## Texte fourni
———
Claire Hédon* dresse un premier bilan de la plateforme anti-discriminations dans une interview au journal Le Monde.
Défendre l’accès aux droits pour tous
Lancée le 18 février dernier, cette plateforme permet aux citoyens de signaler tout type de discrimination via un numéro de téléphone, le 39 28, ou le site Internet. En un mois, 11 000 contacts ont été enregistrés, dont 3 000 appels téléphoniques d’une durée moyenne d’un quart d’heure. Ces appels sont réceptionnés par des juristes qui apportent de premiers éléments de réponses. Seuls 20 % de ces prises de contact donnent lieu à une véritable saisie du Défenseur des droits.
Les discriminations les plus dénoncées concernent l’emploi et le logement, principalement en raison de l’origine étrangère, ou perçue comme telle, des personnes. Viennent ensuite les discriminations liées au handicap, l’état de santé, l’apparence physique et… Le fait d’être une femme. « Je suis surprise de voir que l’on constate encore des discriminations au retour de congé maternité avec des femmes qui ne retrouvent pas leur poste ni leur salaire », indique la Défenseure des droits. « L’aménagement des postes de travail pour les personnes en situation de handicap reste également un sujet mal connu et mal traité », ajoute-t-elle.
———
## Données fournies

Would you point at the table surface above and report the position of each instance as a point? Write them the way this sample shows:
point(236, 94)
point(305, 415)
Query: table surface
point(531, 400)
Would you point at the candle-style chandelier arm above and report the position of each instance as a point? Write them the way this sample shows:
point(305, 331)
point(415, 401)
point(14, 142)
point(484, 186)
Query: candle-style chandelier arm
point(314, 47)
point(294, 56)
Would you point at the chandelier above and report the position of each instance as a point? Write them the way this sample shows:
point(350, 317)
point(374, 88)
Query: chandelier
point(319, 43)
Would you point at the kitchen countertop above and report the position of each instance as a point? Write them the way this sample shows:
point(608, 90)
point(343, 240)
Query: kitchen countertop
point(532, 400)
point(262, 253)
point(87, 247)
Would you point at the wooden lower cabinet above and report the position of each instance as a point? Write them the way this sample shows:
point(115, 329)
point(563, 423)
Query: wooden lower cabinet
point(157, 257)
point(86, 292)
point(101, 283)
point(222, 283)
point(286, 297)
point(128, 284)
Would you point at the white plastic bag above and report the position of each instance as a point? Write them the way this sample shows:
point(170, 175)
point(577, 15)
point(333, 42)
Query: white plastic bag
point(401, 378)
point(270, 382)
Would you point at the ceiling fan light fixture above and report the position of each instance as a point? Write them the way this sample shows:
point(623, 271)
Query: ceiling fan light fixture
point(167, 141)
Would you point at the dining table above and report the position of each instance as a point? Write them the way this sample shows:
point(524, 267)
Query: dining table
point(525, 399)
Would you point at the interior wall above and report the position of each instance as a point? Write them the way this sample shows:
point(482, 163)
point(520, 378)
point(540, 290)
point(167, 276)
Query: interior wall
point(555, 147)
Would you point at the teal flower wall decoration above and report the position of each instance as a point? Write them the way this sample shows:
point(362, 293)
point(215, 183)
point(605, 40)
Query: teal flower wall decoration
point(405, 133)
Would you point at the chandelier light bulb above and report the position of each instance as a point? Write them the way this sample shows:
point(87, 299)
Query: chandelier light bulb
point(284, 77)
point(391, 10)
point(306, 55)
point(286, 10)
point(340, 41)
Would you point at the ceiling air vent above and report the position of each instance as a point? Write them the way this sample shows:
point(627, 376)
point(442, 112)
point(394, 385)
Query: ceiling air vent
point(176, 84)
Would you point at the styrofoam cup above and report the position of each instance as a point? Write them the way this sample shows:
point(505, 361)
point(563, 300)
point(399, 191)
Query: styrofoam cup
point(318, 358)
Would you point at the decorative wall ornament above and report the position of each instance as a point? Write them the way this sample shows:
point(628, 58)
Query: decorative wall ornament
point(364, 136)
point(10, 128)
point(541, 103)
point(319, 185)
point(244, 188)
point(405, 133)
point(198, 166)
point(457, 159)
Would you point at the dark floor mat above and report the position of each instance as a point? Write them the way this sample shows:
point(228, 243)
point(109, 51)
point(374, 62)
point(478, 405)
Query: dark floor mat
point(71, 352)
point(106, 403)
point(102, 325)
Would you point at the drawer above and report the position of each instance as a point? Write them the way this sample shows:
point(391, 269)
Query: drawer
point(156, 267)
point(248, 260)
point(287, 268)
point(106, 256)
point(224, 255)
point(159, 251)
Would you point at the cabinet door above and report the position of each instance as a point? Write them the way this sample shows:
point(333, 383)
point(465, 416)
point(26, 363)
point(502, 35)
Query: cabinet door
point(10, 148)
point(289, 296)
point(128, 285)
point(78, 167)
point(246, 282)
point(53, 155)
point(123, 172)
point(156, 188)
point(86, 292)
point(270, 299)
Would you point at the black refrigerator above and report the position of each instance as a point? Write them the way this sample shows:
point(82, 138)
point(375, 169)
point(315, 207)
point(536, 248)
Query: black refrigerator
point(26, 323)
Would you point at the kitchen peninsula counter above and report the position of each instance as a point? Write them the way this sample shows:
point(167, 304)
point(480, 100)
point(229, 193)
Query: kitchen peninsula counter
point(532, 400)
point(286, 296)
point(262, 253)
———
## Consignes de travail
**a.** D'après le texte sur la plateforme anti-discriminations, répondez brièvement :
(i) À quelle date la plateforme a-t-elle été lancée ?
(ii) Combien de contacts ont été enregistrés en un mois ?
(iii) Quelle part de ces prises de contact donne lieu à une véritable saisie du Défenseur des droits ?
**b.** Les affirmations suivantes sont-elles conformes au texte sur la plateforme anti-discriminations ? Répondez par oui ou non et citez les mots décisifs du texte.
(i) Les appels sont réceptionnés par des juristes.
(ii) Les discriminations les plus dénoncées concernent l'état de santé.
(iii) Les appels téléphoniques durent en moyenne une demi-heure.
**c.** Recopiez la partie du texte sur la plateforme anti-discriminations qui commence par les mots contenant « Défendre l’accès aux » et se termine par « Défenseur des droits. ».
Les lignes ci-dessus ne sont pas nécessaires.

## Résultats
**a.**
(i) Le 18 février.
(ii) 11 000 contacts.
(iii) 20 %.

**b.**
(i) Oui : « Ces appels sont réceptionnés par des juristes qui apportent de premiers éléments de réponses. »
(ii) Non : « Les discriminations les plus dénoncées concernent l’emploi et le logement »
(iii) Non : « d’une durée moyenne d’un quart d’heure »

**c.**
Défendre l’accès aux droits pour tous
Lancée le 18 février dernier, cette plateforme permet aux citoyens de signaler tout type de discrimination via un numéro de téléphone, le 39 28, ou le site Internet. En un mois, 11 000 contacts ont été enregistrés, dont 3 000 appels téléphoniques d’une durée moyenne d’un quart d’heure. Ces appels sont réceptionnés par des juristes qui apportent de premiers éléments de réponses. Seuls 20 % de ces prises de contact donnent lieu à une véritable saisie du Défenseur des droits.